- **What is being asked**
Return every one of the following rows unchanged, reproducing each line word for word.

>> start Provided records

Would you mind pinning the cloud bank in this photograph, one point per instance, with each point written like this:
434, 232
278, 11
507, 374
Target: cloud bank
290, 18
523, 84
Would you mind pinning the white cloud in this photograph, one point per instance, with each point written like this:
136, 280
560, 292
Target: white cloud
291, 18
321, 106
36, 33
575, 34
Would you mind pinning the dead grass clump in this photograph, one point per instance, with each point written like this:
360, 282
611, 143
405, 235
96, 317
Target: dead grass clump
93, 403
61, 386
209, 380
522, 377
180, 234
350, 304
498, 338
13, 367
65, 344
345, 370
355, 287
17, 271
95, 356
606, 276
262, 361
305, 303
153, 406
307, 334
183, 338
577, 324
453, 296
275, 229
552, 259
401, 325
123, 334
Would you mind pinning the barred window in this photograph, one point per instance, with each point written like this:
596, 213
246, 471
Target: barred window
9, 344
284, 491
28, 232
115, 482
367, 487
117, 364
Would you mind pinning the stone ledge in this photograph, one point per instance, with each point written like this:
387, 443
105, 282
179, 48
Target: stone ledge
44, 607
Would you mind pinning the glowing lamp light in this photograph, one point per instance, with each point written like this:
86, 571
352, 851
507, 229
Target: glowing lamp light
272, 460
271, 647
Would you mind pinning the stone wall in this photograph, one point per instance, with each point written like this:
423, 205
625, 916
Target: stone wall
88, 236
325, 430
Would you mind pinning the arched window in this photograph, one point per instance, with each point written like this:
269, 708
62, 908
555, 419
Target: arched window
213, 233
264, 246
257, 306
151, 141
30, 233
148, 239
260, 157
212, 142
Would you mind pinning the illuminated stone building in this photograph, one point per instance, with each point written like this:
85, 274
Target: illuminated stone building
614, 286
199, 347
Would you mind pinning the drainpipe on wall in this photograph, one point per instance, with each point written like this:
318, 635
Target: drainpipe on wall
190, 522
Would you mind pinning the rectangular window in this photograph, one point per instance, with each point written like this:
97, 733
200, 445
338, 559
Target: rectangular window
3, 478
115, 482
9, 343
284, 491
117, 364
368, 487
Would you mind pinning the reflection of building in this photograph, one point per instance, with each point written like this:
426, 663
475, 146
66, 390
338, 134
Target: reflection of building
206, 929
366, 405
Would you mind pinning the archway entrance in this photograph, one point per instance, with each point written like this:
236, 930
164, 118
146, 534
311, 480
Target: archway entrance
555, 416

>> end Provided records

- **Task solution**
Would you mind pinning the cloud bank in this photograph, one point per instance, with each point written like this:
434, 232
278, 11
507, 374
Target: cloud bank
290, 18
523, 84
Would you mind pinning the white cloud in this photograph, one point per instance, with each point written like this:
136, 280
560, 292
Target: white cloud
291, 18
321, 106
36, 33
575, 34
Would you mind pinning the dead grass clump in this photograph, one point per instance, with each point written like this:
360, 282
611, 143
405, 235
96, 317
Target: dead grass clump
93, 403
61, 386
209, 380
522, 377
180, 234
350, 304
498, 338
13, 367
65, 344
345, 370
355, 287
17, 271
95, 356
606, 276
262, 361
305, 303
153, 406
307, 334
183, 338
577, 324
453, 296
275, 229
552, 259
401, 325
123, 334
Would you mind pinning the barred window in this photograph, one point per instance, with each point written like this:
596, 213
246, 471
Target: barred window
9, 344
284, 491
28, 232
115, 482
367, 487
117, 364
Would you mind pinning the stone ledge in this photograph, one point per instance, with each point written like this:
387, 443
105, 282
179, 48
Target: stone ledge
44, 607
Would you mind pinning the glowing lamp light in this photograph, one point per instance, with each point written like this:
86, 571
352, 851
507, 229
Target: glowing lamp light
272, 460
271, 647
Would you mind pinning the stone wall in this photograph, one point per instance, with each point written like this:
423, 205
625, 916
Target: stone wall
88, 236
325, 430
Would you mind pinning the arched window in this photograph, one point per instance, with each point written like this:
269, 708
62, 908
555, 419
Target: arched window
213, 233
264, 246
257, 306
151, 141
30, 233
148, 239
260, 157
212, 142
Would you mind pinning the illuminated stone building in this photograph, one point per instance, with each point written like this:
85, 274
Target: illuminated stone building
614, 286
199, 347
Would you mind pinning the drainpipe on wall in this photograph, one point per instance, with each point written like this:
318, 635
Target: drainpipe on wall
190, 522
Would you mind pinning the rectangular window in this photograph, one point per instance, with each point written like this:
97, 733
200, 445
338, 559
Target: rectangular window
3, 478
115, 482
9, 343
284, 491
117, 364
368, 487
Would you mind pinning the reflection of building in this photograph, one point per instance, with each point written like this:
426, 663
475, 146
66, 390
338, 134
Target: reflection of building
206, 929
366, 405
Would you mind pinning the archway entrance in this photograph, one point per instance, with each point written like this:
236, 930
164, 118
146, 534
311, 480
Target: archway entrance
555, 416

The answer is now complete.